[Natural language region descriptions]
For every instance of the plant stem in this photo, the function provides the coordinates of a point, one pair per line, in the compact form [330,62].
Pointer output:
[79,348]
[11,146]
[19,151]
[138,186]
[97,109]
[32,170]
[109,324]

TASK DETAILS | Go through the records above and set each one down exactly, please.

RESPONSE TO THE EXERCISE |
For every instance of the plant stem in this photo, the function provides the coordinates of a point, one pair per line, in the compact form [330,62].
Pointer output:
[79,348]
[11,146]
[19,151]
[138,186]
[97,109]
[32,170]
[109,324]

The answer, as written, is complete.